TASK DESCRIPTION: Please list every line of the listing that contains the string "target", matching uppercase and lowercase exactly.

RECORD EXCERPTS:
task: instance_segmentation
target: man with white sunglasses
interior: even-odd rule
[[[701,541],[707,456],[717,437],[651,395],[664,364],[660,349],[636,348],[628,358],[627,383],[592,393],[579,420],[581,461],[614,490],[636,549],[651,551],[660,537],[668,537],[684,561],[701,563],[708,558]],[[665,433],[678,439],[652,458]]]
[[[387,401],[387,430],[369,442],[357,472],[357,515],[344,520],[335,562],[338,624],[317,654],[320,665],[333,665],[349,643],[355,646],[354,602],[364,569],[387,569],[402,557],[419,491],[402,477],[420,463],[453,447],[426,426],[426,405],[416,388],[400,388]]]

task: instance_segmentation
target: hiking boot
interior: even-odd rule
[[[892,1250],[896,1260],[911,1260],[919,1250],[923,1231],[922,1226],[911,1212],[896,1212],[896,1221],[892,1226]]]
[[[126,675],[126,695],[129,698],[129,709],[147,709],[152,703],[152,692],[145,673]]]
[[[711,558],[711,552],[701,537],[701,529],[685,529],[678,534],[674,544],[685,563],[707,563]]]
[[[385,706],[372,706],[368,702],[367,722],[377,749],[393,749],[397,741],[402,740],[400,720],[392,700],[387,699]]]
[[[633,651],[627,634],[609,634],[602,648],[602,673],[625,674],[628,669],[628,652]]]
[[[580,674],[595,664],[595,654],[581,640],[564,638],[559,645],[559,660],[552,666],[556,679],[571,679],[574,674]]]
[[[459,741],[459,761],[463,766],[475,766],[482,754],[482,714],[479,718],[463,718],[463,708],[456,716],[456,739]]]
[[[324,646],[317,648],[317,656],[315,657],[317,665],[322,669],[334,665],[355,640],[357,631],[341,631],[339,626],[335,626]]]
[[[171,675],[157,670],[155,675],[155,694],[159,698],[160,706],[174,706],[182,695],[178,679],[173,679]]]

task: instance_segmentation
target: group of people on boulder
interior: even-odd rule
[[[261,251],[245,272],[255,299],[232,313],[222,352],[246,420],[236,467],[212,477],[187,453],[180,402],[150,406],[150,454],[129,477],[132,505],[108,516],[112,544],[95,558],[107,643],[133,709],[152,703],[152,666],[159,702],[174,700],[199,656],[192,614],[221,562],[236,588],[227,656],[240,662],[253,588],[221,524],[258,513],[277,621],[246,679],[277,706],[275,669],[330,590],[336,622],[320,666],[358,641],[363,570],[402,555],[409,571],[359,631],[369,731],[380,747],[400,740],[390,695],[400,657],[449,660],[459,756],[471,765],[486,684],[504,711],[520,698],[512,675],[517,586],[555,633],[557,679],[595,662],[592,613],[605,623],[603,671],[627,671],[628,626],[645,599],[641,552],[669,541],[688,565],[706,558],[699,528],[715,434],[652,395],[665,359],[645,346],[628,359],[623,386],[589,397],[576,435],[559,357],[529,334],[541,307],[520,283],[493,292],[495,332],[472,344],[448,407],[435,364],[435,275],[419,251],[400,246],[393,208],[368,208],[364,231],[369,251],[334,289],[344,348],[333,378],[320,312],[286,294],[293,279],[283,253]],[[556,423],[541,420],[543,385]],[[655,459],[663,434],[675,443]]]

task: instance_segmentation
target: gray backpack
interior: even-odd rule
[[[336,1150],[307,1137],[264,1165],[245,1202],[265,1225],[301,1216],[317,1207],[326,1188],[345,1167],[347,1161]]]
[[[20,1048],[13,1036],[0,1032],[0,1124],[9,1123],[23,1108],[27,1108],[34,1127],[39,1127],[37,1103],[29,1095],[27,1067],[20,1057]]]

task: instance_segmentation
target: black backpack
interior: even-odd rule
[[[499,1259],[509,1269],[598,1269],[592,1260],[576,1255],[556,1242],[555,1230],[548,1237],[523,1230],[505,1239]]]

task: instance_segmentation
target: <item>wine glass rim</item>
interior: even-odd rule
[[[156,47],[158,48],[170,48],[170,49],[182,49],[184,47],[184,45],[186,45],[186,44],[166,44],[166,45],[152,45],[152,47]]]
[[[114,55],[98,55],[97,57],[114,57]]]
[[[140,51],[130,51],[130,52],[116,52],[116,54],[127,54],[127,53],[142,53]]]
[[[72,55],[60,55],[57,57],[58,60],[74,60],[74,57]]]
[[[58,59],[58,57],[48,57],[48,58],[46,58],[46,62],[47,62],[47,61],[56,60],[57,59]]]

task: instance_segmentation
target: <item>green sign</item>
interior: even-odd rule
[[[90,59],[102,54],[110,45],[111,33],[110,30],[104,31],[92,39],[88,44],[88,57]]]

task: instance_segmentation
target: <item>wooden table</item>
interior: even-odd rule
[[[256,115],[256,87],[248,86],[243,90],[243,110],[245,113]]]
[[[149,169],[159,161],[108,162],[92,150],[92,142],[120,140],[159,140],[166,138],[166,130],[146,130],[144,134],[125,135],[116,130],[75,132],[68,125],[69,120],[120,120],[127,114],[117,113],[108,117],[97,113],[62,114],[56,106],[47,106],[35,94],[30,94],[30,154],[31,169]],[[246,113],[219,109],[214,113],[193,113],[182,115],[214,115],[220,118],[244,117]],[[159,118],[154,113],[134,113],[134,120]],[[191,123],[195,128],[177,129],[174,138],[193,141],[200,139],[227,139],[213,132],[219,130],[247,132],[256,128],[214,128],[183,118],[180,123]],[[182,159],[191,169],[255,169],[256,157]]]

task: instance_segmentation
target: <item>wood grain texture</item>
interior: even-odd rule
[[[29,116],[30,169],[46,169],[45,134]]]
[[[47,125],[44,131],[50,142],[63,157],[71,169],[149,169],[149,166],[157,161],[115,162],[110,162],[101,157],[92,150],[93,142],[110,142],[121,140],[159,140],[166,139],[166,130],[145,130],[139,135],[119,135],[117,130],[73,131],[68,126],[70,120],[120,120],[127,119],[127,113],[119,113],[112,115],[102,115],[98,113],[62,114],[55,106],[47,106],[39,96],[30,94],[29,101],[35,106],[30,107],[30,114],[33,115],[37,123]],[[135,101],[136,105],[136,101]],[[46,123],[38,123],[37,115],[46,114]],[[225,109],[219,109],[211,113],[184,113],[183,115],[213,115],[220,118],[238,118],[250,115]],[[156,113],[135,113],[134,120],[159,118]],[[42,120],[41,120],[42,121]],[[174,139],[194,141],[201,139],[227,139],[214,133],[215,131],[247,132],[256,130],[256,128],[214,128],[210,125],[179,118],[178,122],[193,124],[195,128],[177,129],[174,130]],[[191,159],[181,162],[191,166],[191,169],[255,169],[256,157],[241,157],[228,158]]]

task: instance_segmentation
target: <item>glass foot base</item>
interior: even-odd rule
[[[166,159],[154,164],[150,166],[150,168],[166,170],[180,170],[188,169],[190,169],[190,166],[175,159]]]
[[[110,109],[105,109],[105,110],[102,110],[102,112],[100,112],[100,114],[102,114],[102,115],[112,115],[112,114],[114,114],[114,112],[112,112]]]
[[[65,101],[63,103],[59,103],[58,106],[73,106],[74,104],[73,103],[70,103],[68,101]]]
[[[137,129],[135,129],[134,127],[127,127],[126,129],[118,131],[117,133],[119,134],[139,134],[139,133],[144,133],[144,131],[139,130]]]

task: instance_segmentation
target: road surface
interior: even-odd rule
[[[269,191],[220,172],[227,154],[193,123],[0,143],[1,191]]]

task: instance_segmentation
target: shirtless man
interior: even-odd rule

FINAL ANSWER:
target: man with white sunglasses
target: hiking boot
target: group of people on boulder
target: gray backpack
target: black backpack
target: <item>wine glass rim</item>
target: <item>green sign</item>
target: <item>wooden table</item>
target: <item>wood grain texture</item>
target: <item>glass foot base</item>
target: road surface
target: shirtless man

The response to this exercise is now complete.